EXERCISE TASK: Please rewrite the lines from the line with "Would you be able to tag each instance of the black" through the end of the lines, replacing "marker" with "point" and changing nothing else.

Dataset records:
###
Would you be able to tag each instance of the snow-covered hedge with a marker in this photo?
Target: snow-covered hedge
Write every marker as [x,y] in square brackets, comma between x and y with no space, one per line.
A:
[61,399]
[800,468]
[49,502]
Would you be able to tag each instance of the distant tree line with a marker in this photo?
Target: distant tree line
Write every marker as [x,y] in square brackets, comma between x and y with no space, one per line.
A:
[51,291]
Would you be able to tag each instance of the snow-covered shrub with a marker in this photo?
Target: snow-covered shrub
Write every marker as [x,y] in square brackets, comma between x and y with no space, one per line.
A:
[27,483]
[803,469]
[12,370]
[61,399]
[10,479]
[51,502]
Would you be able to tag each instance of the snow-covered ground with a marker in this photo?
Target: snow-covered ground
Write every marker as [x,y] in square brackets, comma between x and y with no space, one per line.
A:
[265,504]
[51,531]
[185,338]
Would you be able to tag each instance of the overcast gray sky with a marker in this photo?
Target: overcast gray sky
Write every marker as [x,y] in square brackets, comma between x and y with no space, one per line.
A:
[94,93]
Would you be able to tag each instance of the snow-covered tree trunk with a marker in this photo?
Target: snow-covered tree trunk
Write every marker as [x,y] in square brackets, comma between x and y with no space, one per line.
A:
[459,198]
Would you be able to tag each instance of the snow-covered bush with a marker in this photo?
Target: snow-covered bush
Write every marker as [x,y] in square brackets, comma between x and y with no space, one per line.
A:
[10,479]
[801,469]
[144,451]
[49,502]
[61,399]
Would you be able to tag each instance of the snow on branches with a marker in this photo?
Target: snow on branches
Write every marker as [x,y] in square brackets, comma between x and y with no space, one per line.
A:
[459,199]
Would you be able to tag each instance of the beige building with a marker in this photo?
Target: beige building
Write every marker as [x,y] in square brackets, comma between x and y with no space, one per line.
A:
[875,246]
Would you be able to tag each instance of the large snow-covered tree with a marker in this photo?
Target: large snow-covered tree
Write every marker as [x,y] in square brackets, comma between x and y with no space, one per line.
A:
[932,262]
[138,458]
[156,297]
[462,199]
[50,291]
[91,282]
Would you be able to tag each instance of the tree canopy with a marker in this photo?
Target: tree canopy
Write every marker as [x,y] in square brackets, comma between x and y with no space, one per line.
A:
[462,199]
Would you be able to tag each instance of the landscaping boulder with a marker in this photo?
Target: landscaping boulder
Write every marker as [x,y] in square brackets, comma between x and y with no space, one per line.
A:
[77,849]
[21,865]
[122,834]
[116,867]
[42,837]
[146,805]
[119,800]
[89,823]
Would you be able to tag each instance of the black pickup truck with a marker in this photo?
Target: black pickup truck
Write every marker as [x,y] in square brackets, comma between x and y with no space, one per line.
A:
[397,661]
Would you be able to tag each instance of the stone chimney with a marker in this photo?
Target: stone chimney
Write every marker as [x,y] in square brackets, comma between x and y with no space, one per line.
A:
###
TASK RESULT:
Would you be able to tag each instance of the black pickup truck with a point in this photo?
Target: black pickup truck
Write every point as [x,y] in square brackets, comma between x and y with no space, one per line.
A:
[397,661]
Would you be able to tag each instance of the stone chimney with a point in this photo?
Target: stone chimney
Write every point as [x,y] in square brackets, comma between x and y with no space, one per line.
A:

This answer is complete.